*THE TASK*. Convert these lines into a Markdown table with two columns, Row and Line, giving each line a row number and skipping blank lines. Leave the pictures out of your answer.

Collected data:
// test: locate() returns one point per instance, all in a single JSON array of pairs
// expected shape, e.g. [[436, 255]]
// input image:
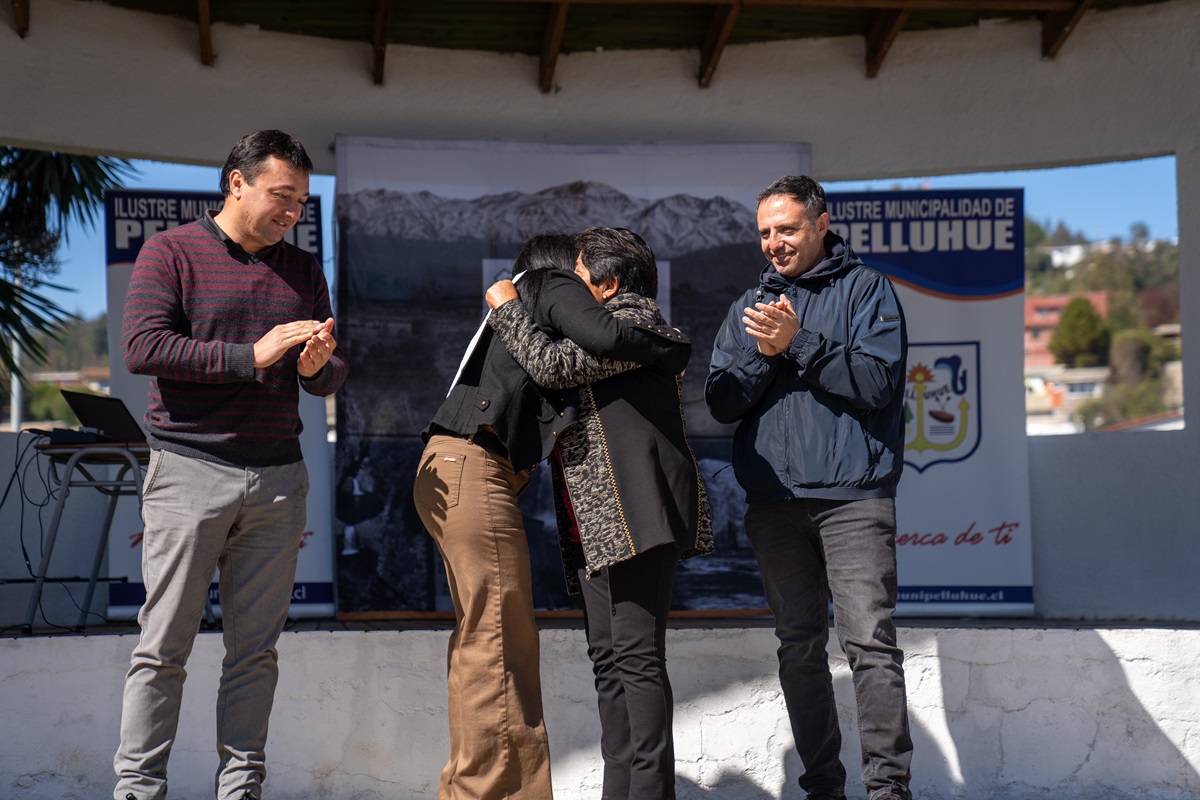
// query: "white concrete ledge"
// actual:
[[999, 714]]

*SOLUTION TO THIS PROBLEM*.
| Row | Line |
|---|---|
| 1 | // test: locate() returns one point per instance, all in a single JSON array of pairs |
| 2 | // expected shape, e.g. [[436, 255]] |
| 3 | // input image: |
| 4 | // query: "white concrete ledge" |
| 5 | // actual: |
| 6 | [[999, 714]] |